* **Required tasks**
**1.** Answer these from the mailing list thread, one line each:
(a) Under which heading of the initdb --help output is -k/--data-checksums currently listed?
(b) What is the file name of the patch attached to the first message?
(c) On what date and at what time did Michael Banck send the message that Michael Paquier quotes?
**2.** List every person named in the mailing list thread.
**3.** Reproduce the part of the mailing list thread starting with "Unser Umgang mit" and going on through "Michael Banck (#1)".

* **Text extract**
Started by Michael Banckover 5 years ago46 messageshackers
Jump to latest
#1Michael Banck
michael.banck@credativ.de

Hi,

I noticed -k/--data-checksums is currently in the less commonly used
options part of the initdb --help output:

|Less commonly used options:
| -d, --debug generate lots of debugging output
| -k, --data-checksums use data page checksums

I think enough people use data checksums these days that it warrants to
be moved into the "normal part", like in the attached.

Michael

--
Michael Banck
Projektleiter / Senior Berater
Tel.: +49 2166 9901-171
Fax: +49 2166 9901-100
Email: michael.banck@credativ.de

credativ GmbH, HRB Mönchengladbach 12080
USt-ID-Nummer: DE204566209
Trompeterallee 108, 41189 Mönchengladbach
Geschäftsführung: Dr. Michael Meskes, Jörg Folz, Sascha Heuer

Unser Umgang mit personenbezogenen Daten unterliegt
folgenden Bestimmungen: https://www.credativ.de/datenschutz

Attachments:

initdb_move_k_to_common_options.patchtext/x-patch; charset=UTF-8; name=initdb_move_k_to_common_options.patchDownload+1-1
#2Michael Paquier
michael@paquier.xyz
In reply to: Michael Banck (#1)
Re: Move --data-checksums to common options in initdb --help

On Fri, Jan 01, 2021 at 08:34:34PM +0100, Michael Banck wrote:

I think enough people use data checksums these days that it warrants to
be moved into the "normal part", like in the attached.

* **Dataset extract**
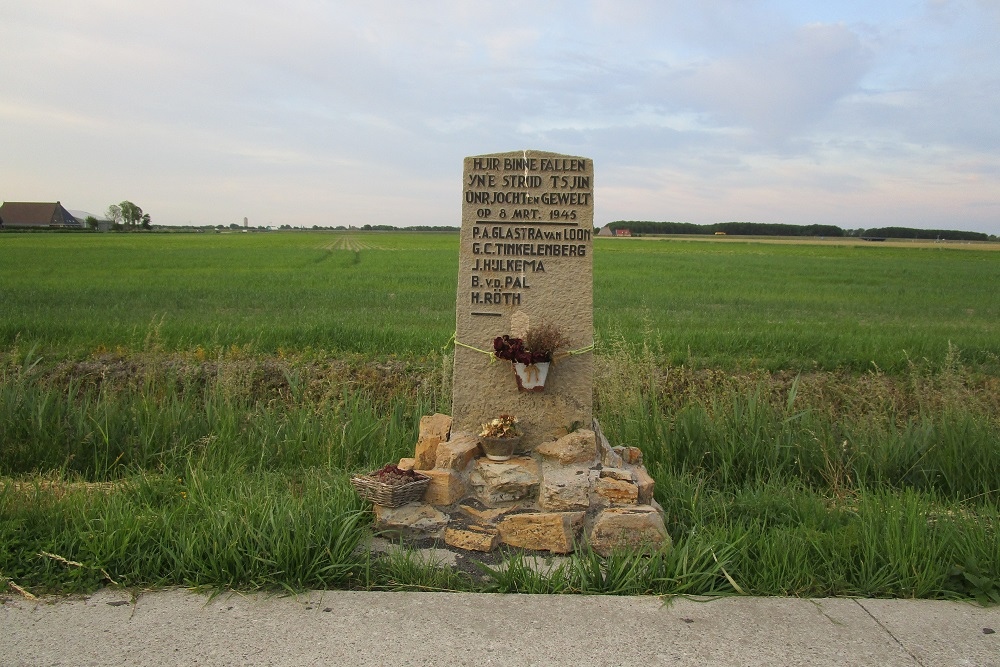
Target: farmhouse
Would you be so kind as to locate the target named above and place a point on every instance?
(36, 214)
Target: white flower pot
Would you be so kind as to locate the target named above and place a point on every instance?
(531, 377)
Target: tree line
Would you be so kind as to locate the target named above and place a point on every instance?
(775, 229)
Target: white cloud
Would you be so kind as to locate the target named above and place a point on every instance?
(702, 111)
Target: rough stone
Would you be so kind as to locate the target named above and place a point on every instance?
(415, 520)
(486, 515)
(638, 528)
(616, 491)
(564, 487)
(446, 487)
(434, 429)
(544, 531)
(457, 452)
(576, 447)
(505, 481)
(472, 538)
(551, 283)
(644, 482)
(631, 455)
(618, 473)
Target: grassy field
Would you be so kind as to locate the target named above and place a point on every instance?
(187, 409)
(711, 304)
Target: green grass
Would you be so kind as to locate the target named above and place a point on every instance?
(188, 409)
(715, 305)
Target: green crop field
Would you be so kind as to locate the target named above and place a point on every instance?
(186, 409)
(728, 305)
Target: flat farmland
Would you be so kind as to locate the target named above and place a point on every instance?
(821, 419)
(732, 304)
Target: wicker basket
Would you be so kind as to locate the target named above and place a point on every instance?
(390, 495)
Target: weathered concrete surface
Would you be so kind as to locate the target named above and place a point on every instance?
(361, 629)
(531, 248)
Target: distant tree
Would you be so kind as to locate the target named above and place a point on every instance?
(128, 215)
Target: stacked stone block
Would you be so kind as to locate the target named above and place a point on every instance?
(563, 493)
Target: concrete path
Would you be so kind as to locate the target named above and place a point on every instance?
(176, 627)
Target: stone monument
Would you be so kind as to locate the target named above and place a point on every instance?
(526, 260)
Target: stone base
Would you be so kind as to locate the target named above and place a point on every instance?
(567, 492)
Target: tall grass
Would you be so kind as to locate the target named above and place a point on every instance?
(773, 484)
(188, 409)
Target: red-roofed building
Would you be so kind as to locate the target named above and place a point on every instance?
(36, 214)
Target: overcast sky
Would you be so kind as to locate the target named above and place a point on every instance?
(854, 113)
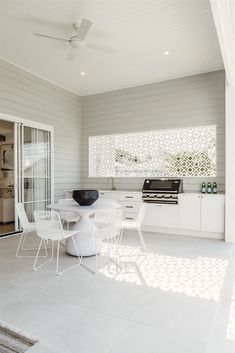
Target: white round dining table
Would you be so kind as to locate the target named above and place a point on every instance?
(87, 246)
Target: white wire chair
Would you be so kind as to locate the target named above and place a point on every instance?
(27, 228)
(135, 225)
(49, 227)
(107, 227)
(68, 216)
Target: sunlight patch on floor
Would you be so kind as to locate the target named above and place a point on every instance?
(200, 277)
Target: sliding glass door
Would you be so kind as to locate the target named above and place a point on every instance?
(34, 168)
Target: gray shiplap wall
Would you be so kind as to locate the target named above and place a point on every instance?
(192, 101)
(25, 95)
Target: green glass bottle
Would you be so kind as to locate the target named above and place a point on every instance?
(209, 188)
(203, 188)
(214, 188)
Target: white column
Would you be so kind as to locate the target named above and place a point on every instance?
(230, 165)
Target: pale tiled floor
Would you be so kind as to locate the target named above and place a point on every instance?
(7, 228)
(166, 303)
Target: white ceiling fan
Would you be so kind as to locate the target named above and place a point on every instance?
(77, 39)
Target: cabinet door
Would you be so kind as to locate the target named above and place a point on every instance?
(190, 209)
(212, 213)
(169, 216)
(108, 195)
(152, 215)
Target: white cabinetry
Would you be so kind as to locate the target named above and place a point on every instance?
(190, 210)
(129, 200)
(163, 216)
(195, 215)
(212, 213)
(152, 215)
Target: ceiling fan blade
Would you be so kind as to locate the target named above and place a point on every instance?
(72, 54)
(51, 37)
(84, 28)
(100, 48)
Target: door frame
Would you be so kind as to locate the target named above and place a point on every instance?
(33, 124)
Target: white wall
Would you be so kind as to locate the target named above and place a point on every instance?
(230, 165)
(27, 96)
(191, 101)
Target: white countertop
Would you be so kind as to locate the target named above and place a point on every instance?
(182, 193)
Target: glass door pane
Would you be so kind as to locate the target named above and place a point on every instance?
(36, 169)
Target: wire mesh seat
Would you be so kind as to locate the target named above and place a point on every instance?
(49, 228)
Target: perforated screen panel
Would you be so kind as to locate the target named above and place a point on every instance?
(185, 152)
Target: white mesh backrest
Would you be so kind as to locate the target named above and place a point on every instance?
(24, 222)
(107, 224)
(141, 214)
(48, 225)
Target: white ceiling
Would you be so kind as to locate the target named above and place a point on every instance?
(139, 31)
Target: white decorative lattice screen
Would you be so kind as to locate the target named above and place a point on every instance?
(186, 152)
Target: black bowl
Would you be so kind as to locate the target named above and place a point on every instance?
(85, 197)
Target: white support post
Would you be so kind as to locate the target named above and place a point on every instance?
(230, 165)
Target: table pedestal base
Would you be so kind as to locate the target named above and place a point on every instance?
(87, 246)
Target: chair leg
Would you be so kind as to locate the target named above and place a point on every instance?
(19, 246)
(21, 249)
(142, 239)
(35, 267)
(96, 257)
(58, 255)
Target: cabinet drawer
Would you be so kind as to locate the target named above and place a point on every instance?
(122, 196)
(131, 206)
(127, 216)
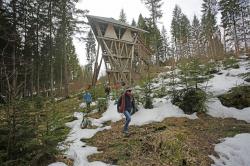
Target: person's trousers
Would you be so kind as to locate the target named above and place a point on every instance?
(128, 119)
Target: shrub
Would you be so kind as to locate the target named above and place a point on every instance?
(238, 97)
(190, 100)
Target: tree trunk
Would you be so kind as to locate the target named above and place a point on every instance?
(236, 44)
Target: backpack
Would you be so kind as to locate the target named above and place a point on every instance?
(121, 104)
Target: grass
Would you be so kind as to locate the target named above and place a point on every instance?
(175, 141)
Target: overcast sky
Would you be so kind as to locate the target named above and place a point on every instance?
(132, 9)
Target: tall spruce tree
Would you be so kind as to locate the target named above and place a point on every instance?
(154, 7)
(210, 29)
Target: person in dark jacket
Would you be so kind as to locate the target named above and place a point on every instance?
(125, 105)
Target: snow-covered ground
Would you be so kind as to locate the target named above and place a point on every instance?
(233, 151)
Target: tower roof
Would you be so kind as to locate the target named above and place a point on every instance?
(92, 19)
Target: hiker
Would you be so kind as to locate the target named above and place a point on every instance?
(124, 105)
(107, 90)
(88, 99)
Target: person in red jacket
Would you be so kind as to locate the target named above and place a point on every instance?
(125, 105)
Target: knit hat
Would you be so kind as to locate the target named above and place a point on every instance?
(128, 89)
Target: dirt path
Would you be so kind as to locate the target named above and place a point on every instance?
(175, 141)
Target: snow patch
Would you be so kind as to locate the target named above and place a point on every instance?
(233, 151)
(216, 109)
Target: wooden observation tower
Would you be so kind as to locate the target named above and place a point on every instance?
(123, 52)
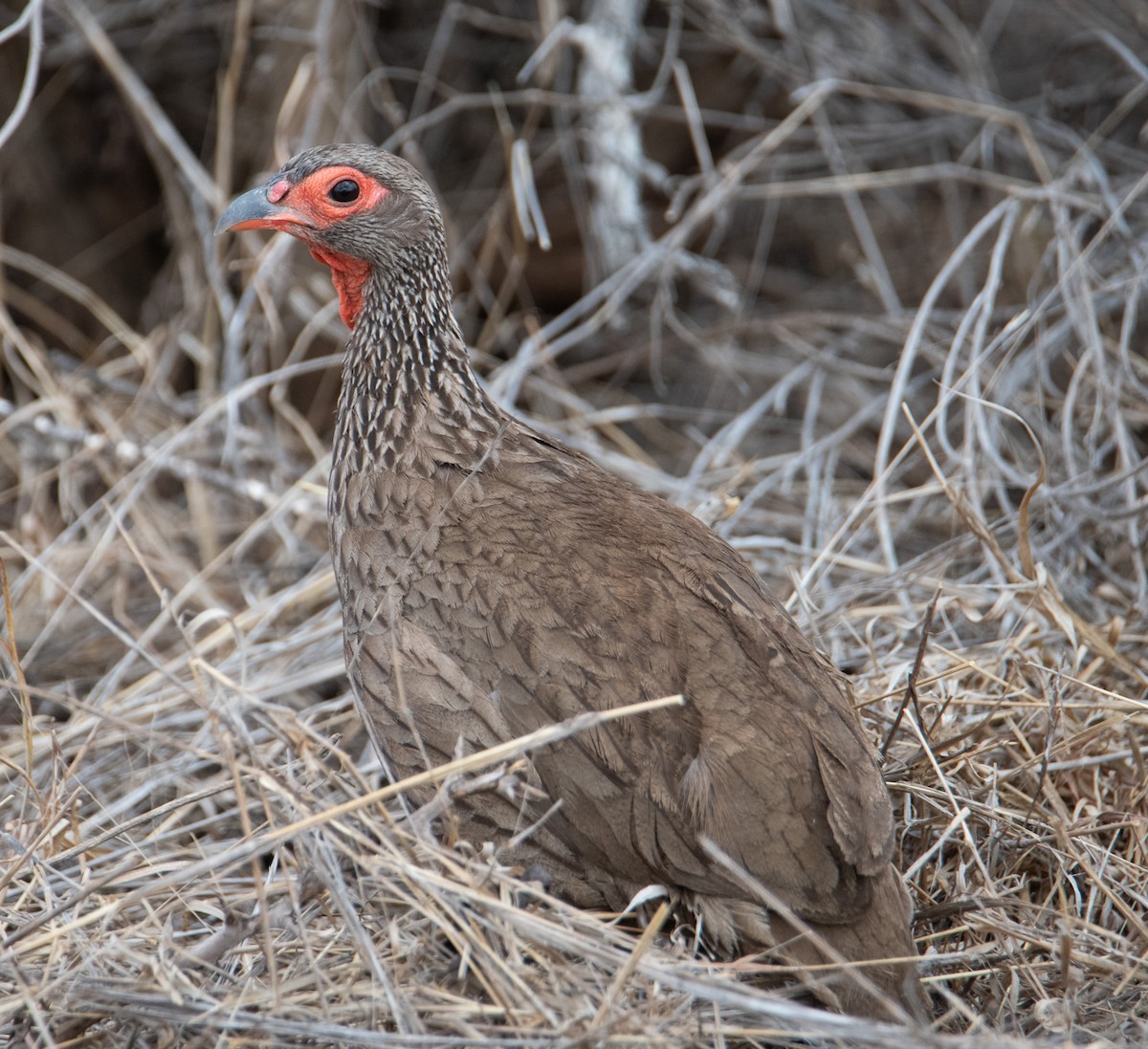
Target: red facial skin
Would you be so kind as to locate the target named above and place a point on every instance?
(308, 206)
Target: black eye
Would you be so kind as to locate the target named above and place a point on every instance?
(343, 192)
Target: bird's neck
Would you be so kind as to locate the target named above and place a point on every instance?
(408, 400)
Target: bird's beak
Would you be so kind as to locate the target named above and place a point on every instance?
(254, 211)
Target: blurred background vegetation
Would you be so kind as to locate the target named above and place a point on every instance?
(859, 281)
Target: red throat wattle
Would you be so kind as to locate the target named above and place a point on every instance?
(348, 274)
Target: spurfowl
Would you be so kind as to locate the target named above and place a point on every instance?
(494, 580)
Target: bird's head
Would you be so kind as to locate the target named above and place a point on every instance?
(357, 209)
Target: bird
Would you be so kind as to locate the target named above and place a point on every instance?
(494, 580)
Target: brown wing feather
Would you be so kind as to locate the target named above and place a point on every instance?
(767, 758)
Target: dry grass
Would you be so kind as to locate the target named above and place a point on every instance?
(872, 302)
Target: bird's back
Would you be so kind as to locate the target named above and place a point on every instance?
(483, 601)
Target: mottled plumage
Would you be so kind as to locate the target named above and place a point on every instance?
(494, 580)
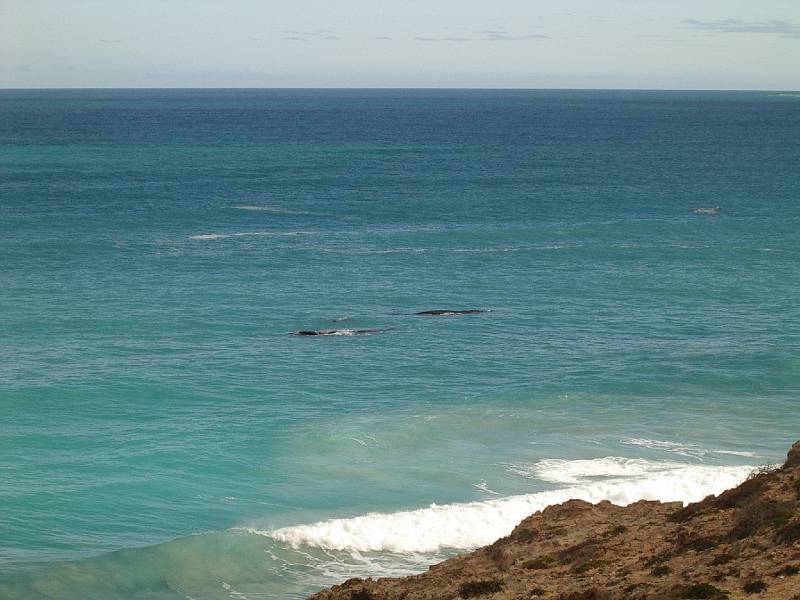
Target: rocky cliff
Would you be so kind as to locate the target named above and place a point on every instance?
(744, 543)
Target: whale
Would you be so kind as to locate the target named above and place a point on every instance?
(335, 332)
(450, 313)
(707, 211)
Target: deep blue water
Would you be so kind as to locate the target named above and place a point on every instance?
(162, 434)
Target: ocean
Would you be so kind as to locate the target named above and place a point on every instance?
(163, 435)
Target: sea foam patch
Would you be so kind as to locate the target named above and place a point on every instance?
(469, 525)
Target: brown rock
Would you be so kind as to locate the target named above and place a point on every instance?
(744, 543)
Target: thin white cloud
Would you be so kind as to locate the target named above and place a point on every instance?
(486, 35)
(780, 27)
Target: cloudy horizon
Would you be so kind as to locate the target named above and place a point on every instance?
(721, 44)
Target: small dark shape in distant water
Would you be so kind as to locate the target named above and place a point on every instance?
(450, 313)
(336, 332)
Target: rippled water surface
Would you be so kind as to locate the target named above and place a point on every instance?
(162, 435)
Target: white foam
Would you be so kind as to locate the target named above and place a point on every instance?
(556, 470)
(469, 525)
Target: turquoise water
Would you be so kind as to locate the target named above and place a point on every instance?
(162, 435)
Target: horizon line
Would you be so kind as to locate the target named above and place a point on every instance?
(409, 88)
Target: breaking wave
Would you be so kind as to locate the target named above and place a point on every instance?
(469, 525)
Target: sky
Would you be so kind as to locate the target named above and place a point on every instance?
(666, 44)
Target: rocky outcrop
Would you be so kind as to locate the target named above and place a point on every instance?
(744, 543)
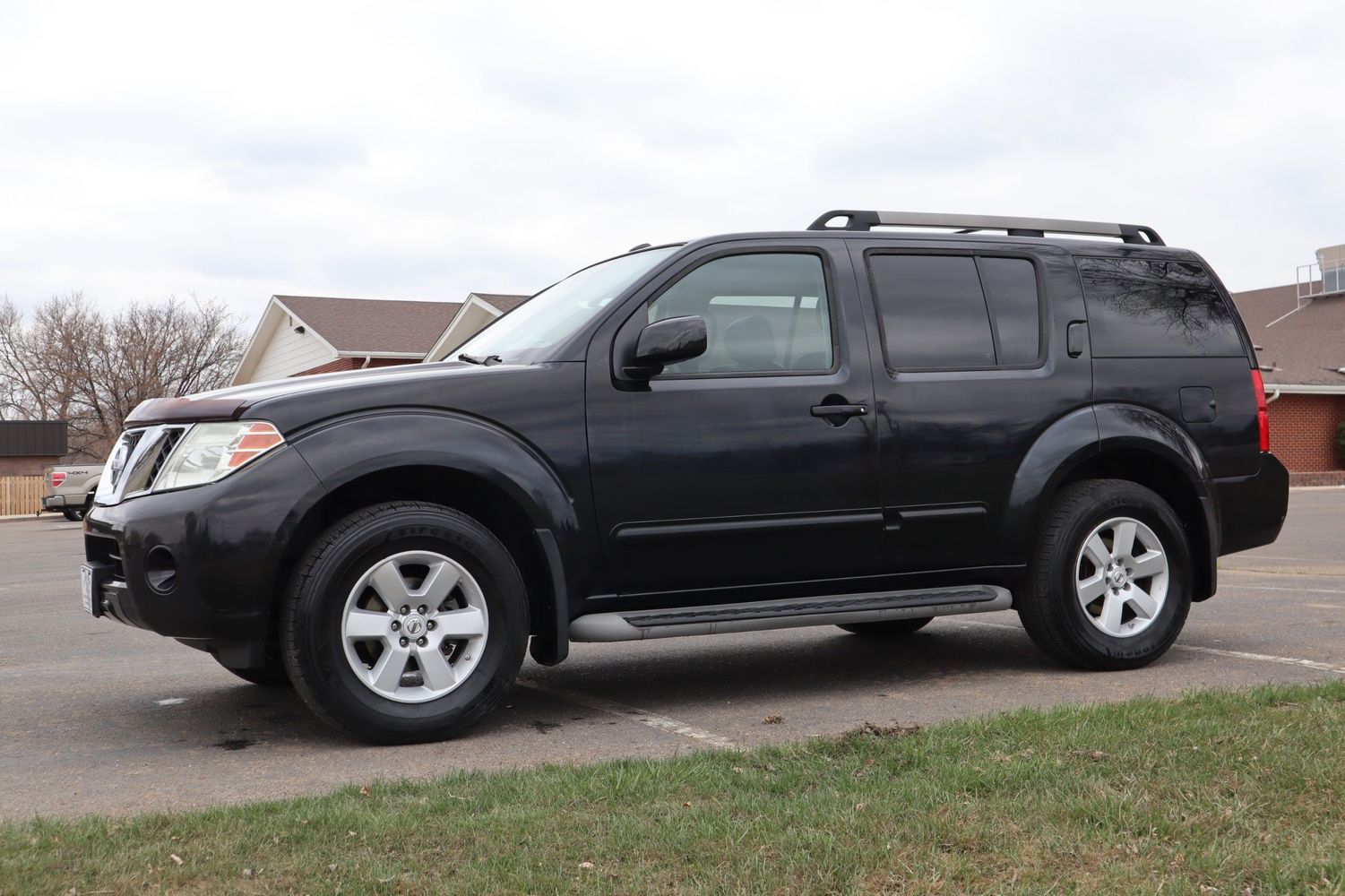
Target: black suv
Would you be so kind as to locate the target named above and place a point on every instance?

* **Answers by task**
**1.**
(a) Less commonly used options
(b) initdb_move_k_to_common_options.patch
(c) Fri, Jan 01, 2021 at 08:34:34PM +0100

**2.**
Michael Banck
Michael Paquier
Dr. Michael Meskes
Jörg Folz
Sascha Heuer

**3.**
Unser Umgang mit personenbezogenen Daten unterliegt
folgenden Bestimmungen: https://www.credativ.de/datenschutz

Attachments:

initdb_move_k_to_common_options.patchtext/x-patch; charset=UTF-8; name=initdb_move_k_to_common_options.patchDownload+1-1
#2Michael Paquier
michael@paquier.xyz
In reply to: Michael Banck (#1)